-- START OF PAGE --
Monday, June 27, 2011

Top ten

What the hell, it's a slow day at work... top ten favorite comic books! Here we go!

(these are in no particular order, just entering them as I think of them)

1. New X-Men (X-Men #114-154):  It's impossible to overstate how different Morrison's X-Men run was from everything that had come before, and everything that's happened since.  It's amazing that this book was ever published.  It certainly wouldn't have had a chance today.  Morrison systematically tore through the X-Men mythos and themes, deconstructed them and put them back together in a modern context (or, if they didn't work, left them torn apart and ridiculed them, like the idea of the old-school world-conquering supervillain).  It read like the ultimate culmination of 40 years of X-Men continuity, a final summation of every thread and idea.  Of course, it wasn't, Marvel quickly ignored what had happened and moved on to other things.  But for those of us who read it, the X-Men would never feel the same.

2. X-Statix (X-Force #116-129, X-Statix #1-26, X-Statix presents Dead Girl #1-5):  Launched the same month as New X-Men, the reinvented X-Force is another book that could never have been published before, and never will be again.  Peter Milligan wrote a book that served as a wry commentary on superheroes and the media, while somehow managing to be more than satire, with beautifully-done character work and horrifically real consequences.  The book touched on race relations, mental disorders, homosexuality, the loss of loved ones, and more, and did it all with garish costumes and one character who looks like a flying green potato.  Mike Allred's retro-styled art gave the book an innocent 60s look, making X-Statix feel like a book out of time, allowing it to further toy with the genre's conventions and play its own artistic innocence against itself.  There will never be another book like this one, and that's fine.  It couldn't be duplicated even if someone tried.

3. Howard the Duck (Howard the Duck #1-27, 29-31):  HTD is another book that could only existed at one point in time.  In the 1970s, the populace had become more concerned about social issues, and social commentary proliferated TV shows, movies, and comic books.  At the same time, underground comix had begun to rise in popularity; these were generally VERY adult comic books, printed in very limited runs, full of drug usage, sex, and of course social commentary.  But more relevant to Howard, they were also a large number of comix which parodied existing cartoon characters like Mickey Mouse and Donald Duck.  At this confluence of events, Marvel decided to publish Steve Gerber's Howard the Duck.  Howard was naturally full of social commentary, and as the book progressed it did deal with some surprisingly adult situations, though they were not portrayed graphically as in comix.  The book often dove into parody and even dabbled in the surreal.  But the real standout is just the character of Howard himself.  Most writers now treat him as just a cantankerous caricature, basically what you'd expect, but Gerber's Howard was a work of art, a character who hated the world around him but only because it was such a disappointment, who abrasively hated people but only because he loved them so much.  Marvel would eventually ask Gerber to tone down the adult nature of the book, which was too smart, complex, and sophisticated for the children who Marvel considered its audience.  Gerber refused and left.  Three final issues were published, one an old fill-in script by Gerber and two written by Bill Mantlo, and though the magic is completely absent from them they do finish the story, so they're worth reading for that.  I've read my volume of The Essential Howard the Duck probably three or four times now, and each time I can't believe how good it really is.
-- END OF PAGE --
■ TASK SET:
(1) Using the comic book list above, state whether each statement agrees with it: (a) X-Statix launched in the same month as New X-Men; (b) Gerber agreed to tone down the adult nature of Howard the Duck; (c) Bill Mantlo wrote all three final issues of Howard the Duck. Answer yes or no for each, and quote the words that decide it.
(2) Reproduce the comic book list word for word, from "(these are in" to "feel the same.".
-- START OF DATASET SECTION --
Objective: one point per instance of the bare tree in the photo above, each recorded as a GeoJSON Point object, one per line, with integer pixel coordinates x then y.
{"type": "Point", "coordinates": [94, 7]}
-- END OF DATASET SECTION --
■ ANSWERS FOR THE EXERCISE:
(1)
(a) Yes: "Launched the same month as New X-Men"
(b) No: "Gerber refused and left."
(c) No: "one an old fill-in script by Gerber and two written by Bill Mantlo"

(2)
(these are in no particular order, just entering them as I think of them)

1. New X-Men (X-Men #114-154):  It's impossible to overstate how different Morrison's X-Men run was from everything that had come before, and everything that's happened since.  It's amazing that this book was ever published.  It certainly wouldn't have had a chance today.  Morrison systematically tore through the X-Men mythos and themes, deconstructed them and put them back together in a modern context (or, if they didn't work, left them torn apart and ridiculed them, like the idea of the old-school world-conquering supervillain).  It read like the ultimate culmination of 40 years of X-Men continuity, a final summation of every thread and idea.  Of course, it wasn't, Marvel quickly ignored what had happened and moved on to other things.  But for those of us who read it, the X-Men would never feel the same.